--- СТРОКИ ---

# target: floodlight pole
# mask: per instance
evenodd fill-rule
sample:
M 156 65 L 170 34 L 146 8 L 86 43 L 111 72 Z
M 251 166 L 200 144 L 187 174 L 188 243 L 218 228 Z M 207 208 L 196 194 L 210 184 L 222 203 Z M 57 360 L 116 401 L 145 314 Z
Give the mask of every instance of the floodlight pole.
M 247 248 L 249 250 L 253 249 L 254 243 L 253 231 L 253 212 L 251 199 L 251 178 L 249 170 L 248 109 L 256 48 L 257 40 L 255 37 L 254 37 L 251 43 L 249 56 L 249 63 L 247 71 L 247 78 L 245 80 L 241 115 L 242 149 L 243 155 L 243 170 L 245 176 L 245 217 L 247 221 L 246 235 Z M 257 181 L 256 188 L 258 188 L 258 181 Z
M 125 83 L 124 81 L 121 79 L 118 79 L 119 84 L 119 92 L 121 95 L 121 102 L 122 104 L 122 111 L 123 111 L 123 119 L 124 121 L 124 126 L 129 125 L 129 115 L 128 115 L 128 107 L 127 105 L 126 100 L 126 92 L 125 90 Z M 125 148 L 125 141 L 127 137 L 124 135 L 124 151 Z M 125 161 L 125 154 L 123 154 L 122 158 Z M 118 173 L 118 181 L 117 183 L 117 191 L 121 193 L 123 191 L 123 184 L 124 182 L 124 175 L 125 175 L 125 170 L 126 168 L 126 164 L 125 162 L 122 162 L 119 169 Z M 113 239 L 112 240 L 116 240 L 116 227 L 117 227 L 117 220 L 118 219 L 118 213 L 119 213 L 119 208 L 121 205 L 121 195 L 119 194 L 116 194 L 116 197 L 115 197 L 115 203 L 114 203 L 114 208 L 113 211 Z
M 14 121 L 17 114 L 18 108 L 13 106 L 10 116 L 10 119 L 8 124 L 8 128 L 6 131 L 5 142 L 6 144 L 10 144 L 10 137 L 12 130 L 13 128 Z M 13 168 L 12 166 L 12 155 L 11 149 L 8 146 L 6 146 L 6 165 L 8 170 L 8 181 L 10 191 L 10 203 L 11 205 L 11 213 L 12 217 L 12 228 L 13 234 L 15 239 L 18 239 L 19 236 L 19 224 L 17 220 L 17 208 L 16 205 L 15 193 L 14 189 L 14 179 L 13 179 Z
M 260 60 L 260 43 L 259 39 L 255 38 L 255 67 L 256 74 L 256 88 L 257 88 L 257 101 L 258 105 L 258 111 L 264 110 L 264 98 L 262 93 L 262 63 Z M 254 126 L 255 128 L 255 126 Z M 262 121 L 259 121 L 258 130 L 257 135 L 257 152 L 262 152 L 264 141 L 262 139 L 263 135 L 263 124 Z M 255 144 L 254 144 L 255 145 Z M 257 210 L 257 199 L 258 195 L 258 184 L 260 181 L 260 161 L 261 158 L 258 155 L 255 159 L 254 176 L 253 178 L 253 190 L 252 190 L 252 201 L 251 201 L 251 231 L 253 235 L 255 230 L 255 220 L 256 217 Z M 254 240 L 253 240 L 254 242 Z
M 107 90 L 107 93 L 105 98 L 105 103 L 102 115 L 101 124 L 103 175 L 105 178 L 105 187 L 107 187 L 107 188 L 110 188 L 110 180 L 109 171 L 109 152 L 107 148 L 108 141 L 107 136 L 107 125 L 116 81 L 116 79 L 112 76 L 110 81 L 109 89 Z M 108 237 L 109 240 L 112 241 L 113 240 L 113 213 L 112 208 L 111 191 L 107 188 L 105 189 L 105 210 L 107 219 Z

---

§ ЗАДАНИЕ: Преобразуйте в таблицу Markdown со столбцами «Номер» и «Строка» всё, что идёт от самой первой строки вниз до строки с "M 14 121 L 17", включая обе крайние. Пустые строки в таблицу не включайте.

§ РЕЗУЛЬТАТ:
| Номер | Строка |
|---|---|
| 1 | # target: floodlight pole |
| 2 | # mask: per instance |
| 3 | evenodd fill-rule |
| 4 | sample: |
| 5 | M 156 65 L 170 34 L 146 8 L 86 43 L 111 72 Z |
| 6 | M 251 166 L 200 144 L 187 174 L 188 243 L 218 228 Z M 207 208 L 196 194 L 210 184 L 222 203 Z M 57 360 L 116 401 L 145 314 Z |
| 7 | Give the mask of every instance of the floodlight pole. |
| 8 | M 247 248 L 249 250 L 253 249 L 254 243 L 253 231 L 253 212 L 251 199 L 251 178 L 249 170 L 248 109 L 256 48 L 257 40 L 255 37 L 254 37 L 251 43 L 249 56 L 249 63 L 247 71 L 247 78 L 245 80 L 241 115 L 242 149 L 243 155 L 243 170 L 245 176 L 245 217 L 247 221 L 246 235 Z M 257 181 L 256 188 L 258 188 L 258 181 Z |
| 9 | M 125 83 L 124 81 L 121 79 L 118 79 L 119 84 L 119 92 L 121 95 L 121 102 L 122 104 L 122 111 L 123 111 L 123 119 L 124 121 L 124 126 L 129 125 L 129 115 L 128 115 L 128 107 L 127 105 L 126 100 L 126 92 L 125 90 Z M 125 148 L 125 141 L 127 137 L 124 135 L 124 151 Z M 125 161 L 125 154 L 123 154 L 122 158 Z M 118 173 L 118 181 L 117 183 L 117 191 L 121 193 L 123 191 L 123 184 L 124 182 L 124 175 L 125 175 L 125 170 L 126 168 L 126 164 L 125 162 L 122 162 L 119 169 Z M 113 239 L 112 240 L 116 240 L 116 227 L 117 227 L 117 220 L 118 219 L 118 213 L 119 213 L 119 208 L 121 205 L 121 195 L 119 194 L 116 194 L 116 197 L 115 197 L 115 203 L 114 203 L 114 208 L 113 211 Z |
| 10 | M 14 121 L 17 114 L 18 108 L 13 106 L 10 116 L 10 119 L 8 124 L 8 128 L 6 131 L 5 142 L 6 144 L 10 144 L 10 137 L 12 130 L 13 128 Z M 13 168 L 12 166 L 12 155 L 11 149 L 8 146 L 6 146 L 6 165 L 8 170 L 8 181 L 10 191 L 10 203 L 11 205 L 11 213 L 12 217 L 12 228 L 13 234 L 15 239 L 18 239 L 19 236 L 19 224 L 17 220 L 17 208 L 16 205 L 15 193 L 14 189 L 14 179 L 13 179 Z |